Texte source
┄┄┄┄┄┄┄┄┄┄
Jean-Marie de Bourqueney

directeur de l'hebdomadaire protestant Réforme


article paru Réforme du 20 octobre 2022




20 octobre 2022


 

Même si le mot de «libéralisme» n’est pas transposable pour toutes,
il existe, dans toutes les religions,
des courants contestateurs de la tradition
dont le but est de formuler une pensée adaptée à la modernité.

 


La théologie libérale fait partie de l’histoire du protestantisme
et de son paysage contemporain. Certains la font remonter aux temps de la Réforme, par exemple avec Sébastien Castellion (1515-1563) ou Michel Servet (1511-1553). Le protestantisme libéral se définit d’abord comme une manière de faire de la théologie, plus que par un contenu précis. Il existe en effet une grande variété d’opinions au sein même de la famille libérale. Nous avons eu l'occasion d'interviewer plusieurs acteurs contemporains de ce mouvement de pensée. En 1904 déjà, nous rappelle le professeur André Gounelle, «
le pasteur André-Numa Bertrand distinguait quatre courants dans sa présentation du libéralisme théologique». Mais tous ces courants, auxquels il faudrait ajouter ceux qui sont nés par la suite, ont une même démarche par rapport à la Bible et par rapport aux doctrines classiques.

 

En 1774, le théologien luthérien Johann Salomo Semler publie L'Institution de la doctrine du Christ, dans laquelle il prône une lecture critique, c'est-à-dire rationnelle des textes bibliques. Il emploie l'adjectif latin liberaliter, que l'on peut traduire par « généreusement » mais qui a donné le mot libéral, dans le sens d'une ouverture et d'une liberté. C'est l'un des points de départ d'une des grandes méthodes apportées par le libéralisme : l'étude historico-critique de la Bible. Aujourd’hui, cette manière d'aborder les textes, en les remettant dans leur contexte historique et en cherchant à analyser les concepts de l'époque, a largement dépassé les frontières du libéralisme. Même si certains fondamentalistes veulent remettre en cause cette démarche, on peut dire que c'est un acquis du libéralisme protestant.
┄┄┄┄┄┄┄┄┄┄
Objectif visé
Restituez à l'identique le passage du texte sur la théologie libérale compris entre « Même si le mot » et « à la modernité. », ces deux bornes incluses. Le listing ne sert pas à la réalisation de ce travail.

Listing fourni
┄┄┄┄┄┄┄┄┄┄
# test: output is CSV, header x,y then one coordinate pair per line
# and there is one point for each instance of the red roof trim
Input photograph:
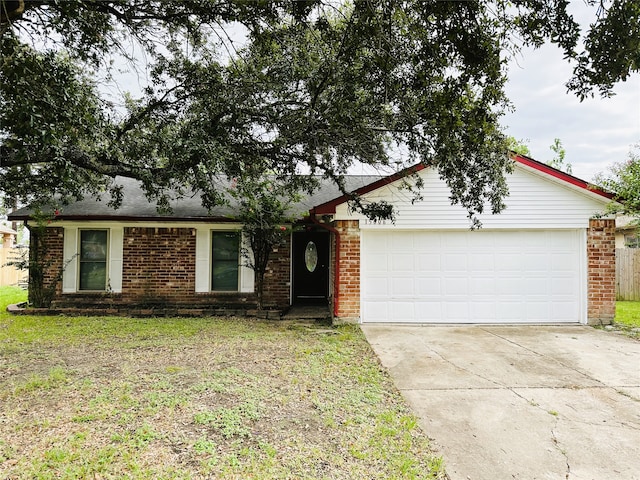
┄┄┄┄┄┄┄┄┄┄
Résultat attendu
Même si le mot de «libéralisme» n’est pas transposable pour toutes,
il existe, dans toutes les religions,
des courants contestateurs de la tradition
dont le but est de formuler une pensée adaptée à la modernité.